◆ Objectif 1
Pouvez-vous reproduire à l'identique, du premier au dernier mot, le texte sur Avec les fées de Sylvain Tesson ?
####
Parmi les rituels de vacances: lire un récit de Sylvain Tesson. Cette fois, le plus récent: Avec les fées.
Tesson nous amène avec lui en voilier, de l’Espagne à l’Écosse, en passant par la Bretagne, l’Angleterre, le Pays de Galles et l’Irlande. Au fil des jours, pendant que ses compagnons gardent le cap, lui enchaîne les randonnées sur les promontoires à la recherche du merveilleux.
« Par les grèves et par les pointes (…) j’embarquais, naviguais quelques milles, débarquais, courais la lande [et] retrouvais le bateau à l’endroit convenu. »
« [le merveilleux] est une qualité du réel révélée par une disposition du regard. Il y a une façon d’attraper le monde et d’y déceler le miracle. »
« La fée ne se rencontre pas, elle se convoque. »
« Définition possible de la fée: la conscience d’un moment. »
Ce n’est pas le meilleur Sylvain Tesson que j’ai lu, mais j’ai quand même apprécié la lecture parce qu’elle a été marquée de belles coïncidences. Et y a-t-il plus belle manifestation des fées qu’une coïncidence?
Il est question de menhir — comme ici, il y a quatre jours.
####
◆ Objectif 2
Pouvez-vous retranscrire telles quelles les lignes de la liste situées entre celle qui contient « of the ornate » et celle qui contient « x=102, y=210 », ces deux lignes comprises ?

◆ Données relevées
####
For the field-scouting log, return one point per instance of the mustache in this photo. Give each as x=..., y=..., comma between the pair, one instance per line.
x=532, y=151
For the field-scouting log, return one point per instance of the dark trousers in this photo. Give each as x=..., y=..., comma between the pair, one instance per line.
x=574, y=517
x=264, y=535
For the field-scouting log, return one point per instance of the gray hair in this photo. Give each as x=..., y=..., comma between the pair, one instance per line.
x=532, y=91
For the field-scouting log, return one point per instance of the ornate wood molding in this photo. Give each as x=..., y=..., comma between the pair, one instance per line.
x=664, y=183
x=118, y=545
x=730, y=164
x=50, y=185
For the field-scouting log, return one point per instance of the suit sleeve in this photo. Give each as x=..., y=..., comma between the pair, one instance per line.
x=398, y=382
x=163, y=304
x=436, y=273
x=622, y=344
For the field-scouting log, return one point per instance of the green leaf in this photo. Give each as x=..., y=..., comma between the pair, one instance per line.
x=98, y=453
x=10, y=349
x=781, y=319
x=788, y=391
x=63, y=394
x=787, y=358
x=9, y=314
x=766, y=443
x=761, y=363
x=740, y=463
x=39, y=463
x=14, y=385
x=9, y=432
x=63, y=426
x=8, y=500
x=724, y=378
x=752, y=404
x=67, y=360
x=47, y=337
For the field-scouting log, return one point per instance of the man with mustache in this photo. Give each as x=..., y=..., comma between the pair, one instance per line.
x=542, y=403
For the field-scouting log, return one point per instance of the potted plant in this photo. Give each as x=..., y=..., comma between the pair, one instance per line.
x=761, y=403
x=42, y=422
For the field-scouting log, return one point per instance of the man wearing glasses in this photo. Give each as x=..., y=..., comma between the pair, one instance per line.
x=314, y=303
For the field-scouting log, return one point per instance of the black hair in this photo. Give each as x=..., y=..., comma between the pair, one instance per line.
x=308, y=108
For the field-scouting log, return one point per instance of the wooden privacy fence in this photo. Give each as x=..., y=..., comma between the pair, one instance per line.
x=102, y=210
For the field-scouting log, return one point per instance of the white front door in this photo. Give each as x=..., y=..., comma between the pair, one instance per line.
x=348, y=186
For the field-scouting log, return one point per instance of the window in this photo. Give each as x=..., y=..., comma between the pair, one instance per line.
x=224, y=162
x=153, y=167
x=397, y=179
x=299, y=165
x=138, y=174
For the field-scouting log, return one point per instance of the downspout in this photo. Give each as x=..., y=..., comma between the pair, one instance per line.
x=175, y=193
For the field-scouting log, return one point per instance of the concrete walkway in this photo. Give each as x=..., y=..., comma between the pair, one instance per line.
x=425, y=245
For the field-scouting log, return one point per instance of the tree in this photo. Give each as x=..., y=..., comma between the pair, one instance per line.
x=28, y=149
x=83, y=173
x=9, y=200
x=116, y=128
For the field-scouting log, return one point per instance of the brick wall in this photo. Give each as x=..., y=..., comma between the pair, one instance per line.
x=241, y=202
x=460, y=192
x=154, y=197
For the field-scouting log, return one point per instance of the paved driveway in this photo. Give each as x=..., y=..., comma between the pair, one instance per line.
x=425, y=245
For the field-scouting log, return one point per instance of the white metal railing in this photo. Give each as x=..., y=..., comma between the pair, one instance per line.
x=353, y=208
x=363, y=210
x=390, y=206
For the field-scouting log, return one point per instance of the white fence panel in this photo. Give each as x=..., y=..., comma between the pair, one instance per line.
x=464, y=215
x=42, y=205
####
◆ Corrigé 1
Parmi les rituels de vacances: lire un récit de Sylvain Tesson. Cette fois, le plus récent: Avec les fées.
Tesson nous amène avec lui en voilier, de l’Espagne à l’Écosse, en passant par la Bretagne, l’Angleterre, le Pays de Galles et l’Irlande. Au fil des jours, pendant que ses compagnons gardent le cap, lui enchaîne les randonnées sur les promontoires à la recherche du merveilleux.
« Par les grèves et par les pointes (…) j’embarquais, naviguais quelques milles, débarquais, courais la lande [et] retrouvais le bateau à l’endroit convenu. »
« [le merveilleux] est une qualité du réel révélée par une disposition du regard. Il y a une façon d’attraper le monde et d’y déceler le miracle. »
« La fée ne se rencontre pas, elle se convoque. »
« Définition possible de la fée: la conscience d’un moment. »
Ce n’est pas le meilleur Sylvain Tesson que j’ai lu, mais j’ai quand même apprécié la lecture parce qu’elle a été marquée de belles coïncidences. Et y a-t-il plus belle manifestation des fées qu’une coïncidence?
Il est question de menhir — comme ici, il y a quatre jours.

◆ Corrigé 2
For the field-scouting log, return one point per instance of the ornate wood molding in this photo. Give each as x=..., y=..., comma between the pair, one instance per line.
x=664, y=183
x=118, y=545
x=730, y=164
x=50, y=185
For the field-scouting log, return one point per instance of the suit sleeve in this photo. Give each as x=..., y=..., comma between the pair, one instance per line.
x=398, y=382
x=163, y=304
x=436, y=273
x=622, y=344
For the field-scouting log, return one point per instance of the green leaf in this photo. Give each as x=..., y=..., comma between the pair, one instance per line.
x=98, y=453
x=10, y=349
x=781, y=319
x=788, y=391
x=63, y=394
x=787, y=358
x=9, y=314
x=766, y=443
x=761, y=363
x=740, y=463
x=39, y=463
x=14, y=385
x=9, y=432
x=63, y=426
x=8, y=500
x=724, y=378
x=752, y=404
x=67, y=360
x=47, y=337
For the field-scouting log, return one point per instance of the man with mustache in this photo. Give each as x=..., y=..., comma between the pair, one instance per line.
x=542, y=403
For the field-scouting log, return one point per instance of the potted plant in this photo. Give each as x=..., y=..., comma between the pair, one instance per line.
x=761, y=403
x=42, y=422
For the field-scouting log, return one point per instance of the man wearing glasses in this photo. Give each as x=..., y=..., comma between the pair, one instance per line.
x=314, y=303
For the field-scouting log, return one point per instance of the black hair in this photo. Give each as x=..., y=..., comma between the pair, one instance per line.
x=308, y=108
For the field-scouting log, return one point per instance of the wooden privacy fence in this photo. Give each as x=..., y=..., comma between the pair, one instance per line.
x=102, y=210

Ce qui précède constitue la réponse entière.